Excerpts from point annotation data
— Start —

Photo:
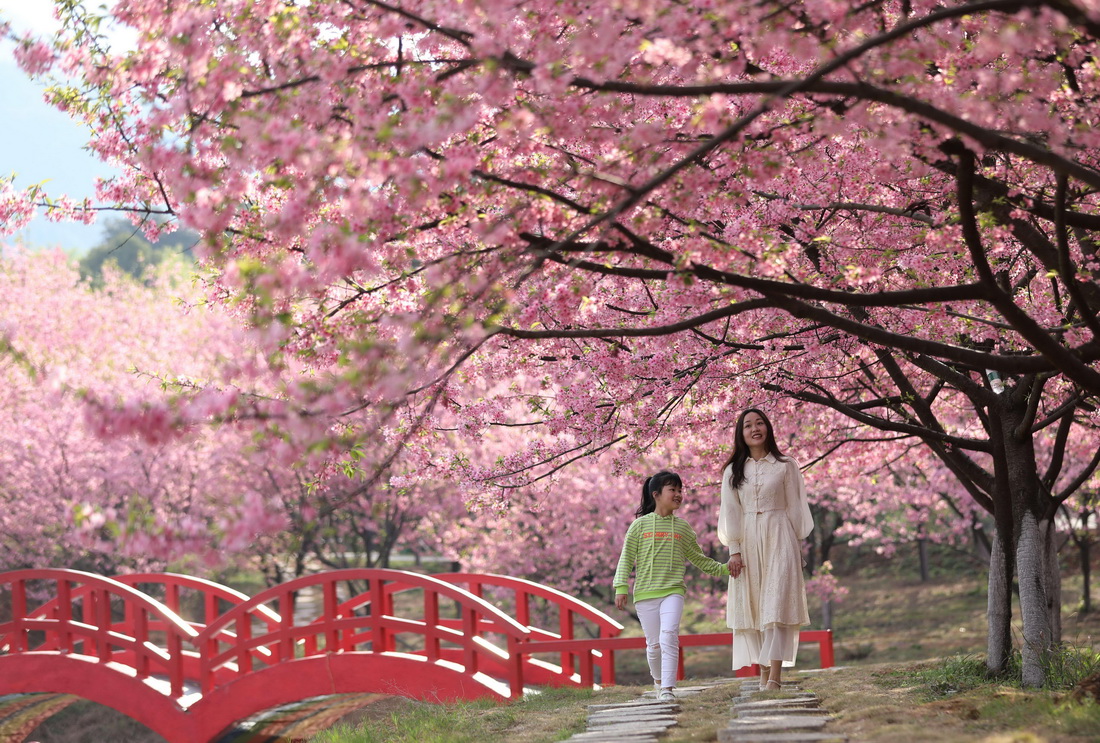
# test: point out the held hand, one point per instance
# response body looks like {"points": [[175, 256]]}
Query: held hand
{"points": [[736, 566]]}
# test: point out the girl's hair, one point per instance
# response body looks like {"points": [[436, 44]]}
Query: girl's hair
{"points": [[653, 485], [740, 454]]}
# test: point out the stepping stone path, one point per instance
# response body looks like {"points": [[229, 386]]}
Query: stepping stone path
{"points": [[796, 717], [640, 721]]}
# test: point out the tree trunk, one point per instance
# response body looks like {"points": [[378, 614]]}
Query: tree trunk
{"points": [[1034, 610], [1085, 547], [1053, 571], [999, 612], [922, 548]]}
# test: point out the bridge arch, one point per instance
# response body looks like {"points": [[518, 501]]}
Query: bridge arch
{"points": [[103, 640]]}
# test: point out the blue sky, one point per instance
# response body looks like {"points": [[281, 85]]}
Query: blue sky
{"points": [[40, 143]]}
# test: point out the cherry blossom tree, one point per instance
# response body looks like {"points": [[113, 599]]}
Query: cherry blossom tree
{"points": [[634, 218]]}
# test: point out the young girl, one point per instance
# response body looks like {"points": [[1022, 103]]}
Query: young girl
{"points": [[657, 544]]}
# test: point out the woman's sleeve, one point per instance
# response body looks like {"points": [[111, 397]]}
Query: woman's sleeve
{"points": [[729, 515], [798, 504]]}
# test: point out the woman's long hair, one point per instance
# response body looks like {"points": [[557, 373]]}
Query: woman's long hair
{"points": [[652, 485], [741, 449]]}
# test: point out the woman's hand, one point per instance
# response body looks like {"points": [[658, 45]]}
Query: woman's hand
{"points": [[736, 565]]}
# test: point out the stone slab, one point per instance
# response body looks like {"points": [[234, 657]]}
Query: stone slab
{"points": [[788, 736], [624, 719], [779, 722], [655, 729], [640, 702], [796, 711], [778, 703]]}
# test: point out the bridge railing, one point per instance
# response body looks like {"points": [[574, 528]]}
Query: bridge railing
{"points": [[363, 622], [573, 616], [98, 618]]}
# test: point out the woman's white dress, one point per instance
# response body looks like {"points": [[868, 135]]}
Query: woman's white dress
{"points": [[766, 520]]}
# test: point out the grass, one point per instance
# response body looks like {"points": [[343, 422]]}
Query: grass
{"points": [[543, 717]]}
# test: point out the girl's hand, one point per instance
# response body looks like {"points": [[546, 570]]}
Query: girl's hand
{"points": [[736, 565]]}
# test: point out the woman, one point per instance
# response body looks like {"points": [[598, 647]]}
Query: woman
{"points": [[763, 518]]}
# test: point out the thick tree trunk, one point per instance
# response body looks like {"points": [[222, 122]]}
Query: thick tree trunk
{"points": [[1034, 610], [1053, 579], [999, 609]]}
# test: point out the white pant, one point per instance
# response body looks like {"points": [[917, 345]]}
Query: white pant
{"points": [[660, 621]]}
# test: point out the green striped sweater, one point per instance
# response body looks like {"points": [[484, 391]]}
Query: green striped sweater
{"points": [[656, 548]]}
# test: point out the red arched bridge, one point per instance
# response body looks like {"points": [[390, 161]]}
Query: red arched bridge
{"points": [[199, 656]]}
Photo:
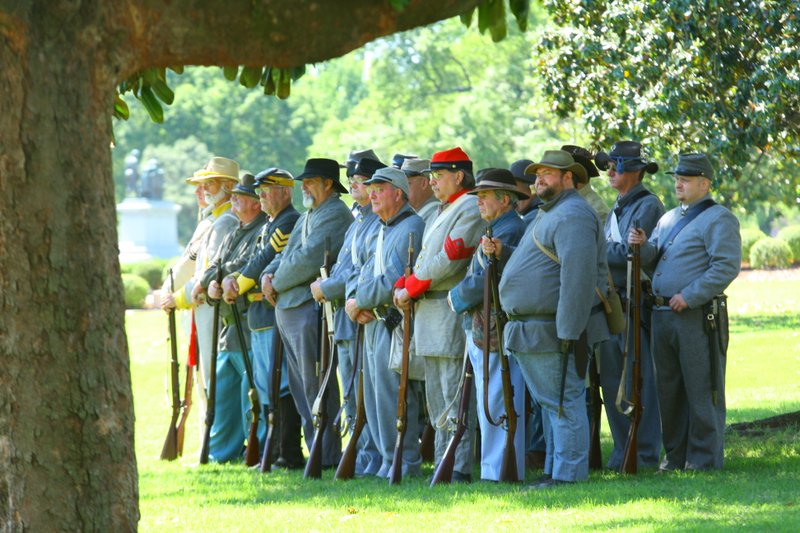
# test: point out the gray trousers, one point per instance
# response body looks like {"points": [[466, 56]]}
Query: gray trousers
{"points": [[442, 377], [693, 426], [369, 460], [381, 387], [610, 367], [299, 327]]}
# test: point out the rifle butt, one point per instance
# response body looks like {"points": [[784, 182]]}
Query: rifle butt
{"points": [[427, 443], [170, 450], [252, 456], [313, 468], [396, 473]]}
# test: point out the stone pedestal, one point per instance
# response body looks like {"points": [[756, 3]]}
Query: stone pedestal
{"points": [[147, 229]]}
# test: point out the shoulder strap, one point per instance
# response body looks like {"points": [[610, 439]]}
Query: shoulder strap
{"points": [[682, 223]]}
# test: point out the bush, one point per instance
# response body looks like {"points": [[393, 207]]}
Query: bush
{"points": [[750, 236], [770, 252], [152, 270], [791, 235], [136, 289]]}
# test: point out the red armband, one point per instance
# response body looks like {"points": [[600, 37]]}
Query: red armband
{"points": [[416, 287], [456, 250]]}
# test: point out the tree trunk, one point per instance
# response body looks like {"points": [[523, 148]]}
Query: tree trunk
{"points": [[67, 458]]}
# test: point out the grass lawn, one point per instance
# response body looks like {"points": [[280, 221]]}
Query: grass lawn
{"points": [[759, 489]]}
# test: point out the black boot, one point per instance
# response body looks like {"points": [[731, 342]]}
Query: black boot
{"points": [[290, 453]]}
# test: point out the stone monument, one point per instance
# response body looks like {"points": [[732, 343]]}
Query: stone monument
{"points": [[148, 224]]}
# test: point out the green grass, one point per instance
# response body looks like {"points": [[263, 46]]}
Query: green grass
{"points": [[758, 489]]}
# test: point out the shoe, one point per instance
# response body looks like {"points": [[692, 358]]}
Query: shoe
{"points": [[549, 483], [459, 477]]}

— End —

§ **STATED GOAL**: Set down, word for word, every line from the line that holds "# test: point out the grass lawn, one" to the end of the entries above, including both ends.

§ **TASK OUTPUT**:
# test: point out the grass lawn, one point per instance
# response body looks like {"points": [[280, 221]]}
Query: grass lawn
{"points": [[759, 489]]}
# test: point out the black boot, one point per instance
# response body looks like {"points": [[731, 342]]}
Query: black boot
{"points": [[290, 453]]}
# test: point out the stone monument, one point per instance
# response body looks like {"points": [[732, 343]]}
Query: stone monument
{"points": [[148, 224]]}
# test: point out the green grass, one point per instance
# response body looks like {"points": [[263, 46]]}
Query: green grass
{"points": [[758, 489]]}
# test: point out the shoe, one point per instance
# response body looks like {"points": [[692, 358]]}
Query: shoe
{"points": [[549, 483], [459, 477]]}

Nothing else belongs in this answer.